EXERCISE GOAL: Extract everything from the line containing "like [414, 318]." down to the end of the data below, reproducing those lines verbatim.

(Dataset rows indicating where objects appear)
'''

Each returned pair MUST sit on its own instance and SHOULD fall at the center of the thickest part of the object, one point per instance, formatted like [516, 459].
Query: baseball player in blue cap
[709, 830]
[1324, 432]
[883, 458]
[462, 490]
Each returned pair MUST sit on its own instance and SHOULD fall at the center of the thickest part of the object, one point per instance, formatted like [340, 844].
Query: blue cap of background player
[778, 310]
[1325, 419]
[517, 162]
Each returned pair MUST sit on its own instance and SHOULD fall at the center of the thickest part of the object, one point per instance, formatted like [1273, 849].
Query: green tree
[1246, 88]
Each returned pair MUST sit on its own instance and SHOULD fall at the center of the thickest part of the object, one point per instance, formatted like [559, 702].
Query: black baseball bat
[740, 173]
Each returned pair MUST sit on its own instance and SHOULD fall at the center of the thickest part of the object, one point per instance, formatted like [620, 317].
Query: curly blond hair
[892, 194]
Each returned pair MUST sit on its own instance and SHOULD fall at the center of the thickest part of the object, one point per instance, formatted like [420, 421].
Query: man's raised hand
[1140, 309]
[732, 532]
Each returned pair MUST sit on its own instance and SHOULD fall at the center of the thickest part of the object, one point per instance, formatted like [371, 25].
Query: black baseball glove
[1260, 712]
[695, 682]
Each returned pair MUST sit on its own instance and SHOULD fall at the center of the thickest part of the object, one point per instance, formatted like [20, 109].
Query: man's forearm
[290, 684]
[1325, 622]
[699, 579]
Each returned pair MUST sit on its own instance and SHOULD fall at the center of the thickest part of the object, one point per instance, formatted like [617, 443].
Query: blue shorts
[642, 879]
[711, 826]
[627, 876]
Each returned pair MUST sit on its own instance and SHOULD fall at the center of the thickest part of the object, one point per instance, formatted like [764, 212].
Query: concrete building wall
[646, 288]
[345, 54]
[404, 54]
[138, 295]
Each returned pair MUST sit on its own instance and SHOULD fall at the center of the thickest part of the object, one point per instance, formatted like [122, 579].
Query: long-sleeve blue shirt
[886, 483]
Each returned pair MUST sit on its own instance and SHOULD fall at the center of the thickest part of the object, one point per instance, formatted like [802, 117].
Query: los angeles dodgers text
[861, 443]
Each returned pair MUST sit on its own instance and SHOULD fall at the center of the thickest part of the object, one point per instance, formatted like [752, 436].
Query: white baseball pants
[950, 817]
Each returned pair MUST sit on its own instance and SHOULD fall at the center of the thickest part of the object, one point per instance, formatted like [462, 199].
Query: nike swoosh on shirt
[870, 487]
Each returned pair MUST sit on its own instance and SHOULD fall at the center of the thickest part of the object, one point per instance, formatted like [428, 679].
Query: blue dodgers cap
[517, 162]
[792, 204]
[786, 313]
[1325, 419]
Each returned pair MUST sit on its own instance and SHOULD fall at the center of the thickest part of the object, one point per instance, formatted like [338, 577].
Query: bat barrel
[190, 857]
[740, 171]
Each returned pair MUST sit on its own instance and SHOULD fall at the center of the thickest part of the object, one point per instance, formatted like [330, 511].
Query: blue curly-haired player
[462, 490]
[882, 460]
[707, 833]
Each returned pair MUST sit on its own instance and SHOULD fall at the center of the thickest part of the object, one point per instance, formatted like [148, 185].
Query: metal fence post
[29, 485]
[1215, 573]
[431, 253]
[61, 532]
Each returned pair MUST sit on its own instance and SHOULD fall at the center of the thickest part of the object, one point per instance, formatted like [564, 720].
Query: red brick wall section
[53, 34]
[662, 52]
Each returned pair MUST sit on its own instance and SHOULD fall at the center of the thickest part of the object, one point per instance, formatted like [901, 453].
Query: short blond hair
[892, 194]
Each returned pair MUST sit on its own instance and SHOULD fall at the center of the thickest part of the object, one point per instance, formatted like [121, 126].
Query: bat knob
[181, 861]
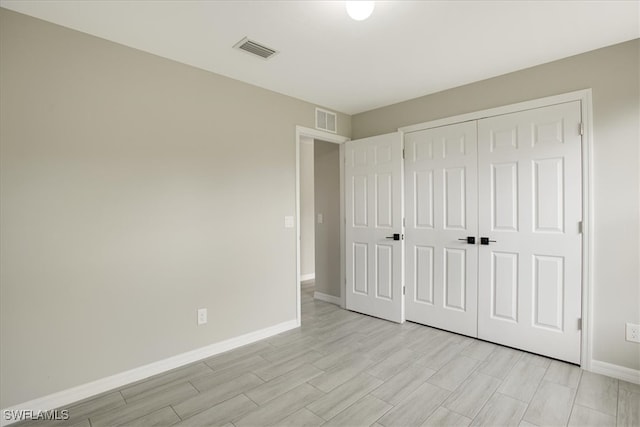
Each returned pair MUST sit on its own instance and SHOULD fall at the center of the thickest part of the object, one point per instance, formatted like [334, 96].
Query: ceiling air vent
[326, 120]
[255, 48]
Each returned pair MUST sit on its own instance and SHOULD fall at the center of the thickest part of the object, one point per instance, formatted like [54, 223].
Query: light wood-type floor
[345, 369]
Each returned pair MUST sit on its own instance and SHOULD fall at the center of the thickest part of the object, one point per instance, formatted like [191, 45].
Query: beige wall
[613, 74]
[327, 203]
[134, 190]
[307, 212]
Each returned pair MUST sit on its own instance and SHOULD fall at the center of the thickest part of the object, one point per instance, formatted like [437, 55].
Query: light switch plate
[633, 332]
[289, 222]
[202, 316]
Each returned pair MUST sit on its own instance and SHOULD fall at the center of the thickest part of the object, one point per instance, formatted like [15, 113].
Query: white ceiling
[406, 49]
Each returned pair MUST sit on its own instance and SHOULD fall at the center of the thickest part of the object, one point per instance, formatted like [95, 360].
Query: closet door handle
[469, 239]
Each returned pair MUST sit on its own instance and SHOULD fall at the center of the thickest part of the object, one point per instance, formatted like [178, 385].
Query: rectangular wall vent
[326, 120]
[255, 48]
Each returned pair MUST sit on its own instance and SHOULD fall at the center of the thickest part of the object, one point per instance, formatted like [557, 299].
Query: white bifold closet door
[530, 192]
[373, 229]
[512, 186]
[441, 212]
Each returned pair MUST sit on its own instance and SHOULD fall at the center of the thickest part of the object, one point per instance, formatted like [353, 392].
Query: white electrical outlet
[633, 332]
[289, 222]
[202, 316]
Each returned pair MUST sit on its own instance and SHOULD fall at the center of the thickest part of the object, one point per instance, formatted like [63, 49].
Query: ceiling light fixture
[360, 10]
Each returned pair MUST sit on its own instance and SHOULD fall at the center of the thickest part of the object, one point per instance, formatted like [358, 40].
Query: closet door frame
[585, 98]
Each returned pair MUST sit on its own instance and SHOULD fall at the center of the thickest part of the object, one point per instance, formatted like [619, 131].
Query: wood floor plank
[393, 364]
[522, 381]
[454, 373]
[95, 406]
[222, 413]
[469, 398]
[142, 407]
[501, 410]
[500, 362]
[233, 356]
[598, 392]
[628, 407]
[138, 390]
[213, 396]
[444, 417]
[479, 350]
[362, 413]
[582, 416]
[340, 374]
[416, 408]
[282, 384]
[162, 417]
[301, 418]
[218, 378]
[274, 370]
[341, 397]
[401, 385]
[551, 405]
[280, 407]
[563, 373]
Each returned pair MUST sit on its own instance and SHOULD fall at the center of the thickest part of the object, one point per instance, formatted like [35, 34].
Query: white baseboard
[615, 371]
[84, 391]
[327, 298]
[305, 277]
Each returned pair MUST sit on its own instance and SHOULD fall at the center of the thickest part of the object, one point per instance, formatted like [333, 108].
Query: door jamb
[302, 131]
[585, 98]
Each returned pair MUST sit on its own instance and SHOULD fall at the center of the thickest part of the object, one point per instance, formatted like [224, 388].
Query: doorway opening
[319, 207]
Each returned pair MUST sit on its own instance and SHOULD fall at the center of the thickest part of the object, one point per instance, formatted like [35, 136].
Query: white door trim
[302, 131]
[585, 98]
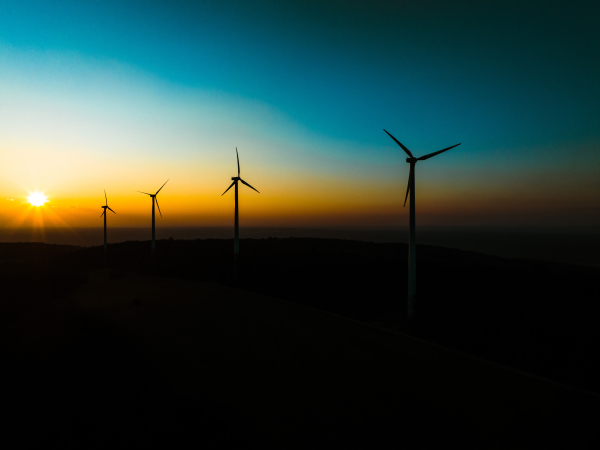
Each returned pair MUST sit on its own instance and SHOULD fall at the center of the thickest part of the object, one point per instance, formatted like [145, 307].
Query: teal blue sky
[515, 82]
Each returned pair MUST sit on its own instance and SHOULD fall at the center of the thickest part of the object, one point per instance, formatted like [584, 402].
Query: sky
[125, 95]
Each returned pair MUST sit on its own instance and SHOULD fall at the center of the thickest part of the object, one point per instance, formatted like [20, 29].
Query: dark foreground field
[128, 355]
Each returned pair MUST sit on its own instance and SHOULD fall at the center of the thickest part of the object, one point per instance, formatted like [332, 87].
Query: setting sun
[37, 198]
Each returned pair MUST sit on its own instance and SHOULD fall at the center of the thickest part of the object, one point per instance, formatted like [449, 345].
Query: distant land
[572, 245]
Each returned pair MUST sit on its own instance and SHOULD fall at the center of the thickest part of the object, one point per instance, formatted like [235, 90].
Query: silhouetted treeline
[538, 316]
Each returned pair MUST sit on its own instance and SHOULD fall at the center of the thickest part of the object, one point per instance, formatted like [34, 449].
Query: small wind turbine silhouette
[154, 200]
[412, 259]
[236, 242]
[104, 214]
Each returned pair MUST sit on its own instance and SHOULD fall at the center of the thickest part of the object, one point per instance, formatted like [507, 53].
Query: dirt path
[292, 377]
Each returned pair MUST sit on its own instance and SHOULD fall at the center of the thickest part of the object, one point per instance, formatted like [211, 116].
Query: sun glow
[37, 198]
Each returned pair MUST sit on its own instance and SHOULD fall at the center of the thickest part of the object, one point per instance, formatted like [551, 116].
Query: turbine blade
[228, 189]
[423, 158]
[248, 185]
[400, 144]
[410, 175]
[161, 187]
[156, 198]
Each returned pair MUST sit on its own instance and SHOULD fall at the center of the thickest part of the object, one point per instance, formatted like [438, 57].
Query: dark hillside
[538, 316]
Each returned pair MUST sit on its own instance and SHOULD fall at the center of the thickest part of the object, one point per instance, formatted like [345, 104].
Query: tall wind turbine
[236, 242]
[412, 260]
[154, 200]
[104, 214]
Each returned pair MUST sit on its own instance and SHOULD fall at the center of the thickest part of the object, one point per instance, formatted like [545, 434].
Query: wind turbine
[236, 242]
[154, 200]
[412, 260]
[105, 207]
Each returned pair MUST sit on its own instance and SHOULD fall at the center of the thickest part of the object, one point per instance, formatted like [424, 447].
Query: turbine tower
[154, 200]
[412, 259]
[105, 207]
[236, 241]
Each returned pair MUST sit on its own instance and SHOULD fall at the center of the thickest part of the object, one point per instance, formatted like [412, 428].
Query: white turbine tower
[412, 260]
[236, 241]
[154, 200]
[104, 214]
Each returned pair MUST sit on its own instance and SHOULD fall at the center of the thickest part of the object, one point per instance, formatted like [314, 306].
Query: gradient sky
[124, 95]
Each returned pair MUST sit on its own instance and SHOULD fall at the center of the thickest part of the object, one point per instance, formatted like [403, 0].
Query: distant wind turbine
[236, 242]
[104, 214]
[154, 200]
[412, 260]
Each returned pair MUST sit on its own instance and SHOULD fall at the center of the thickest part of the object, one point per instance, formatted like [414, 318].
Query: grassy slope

'''

SOLUTION TO THIS PROBLEM:
Each returned pair MUST sit on its own instance and SHOULD fall at the center of the thickest part of the object, one point per instance, formatted like [414, 318].
Query: grassy slope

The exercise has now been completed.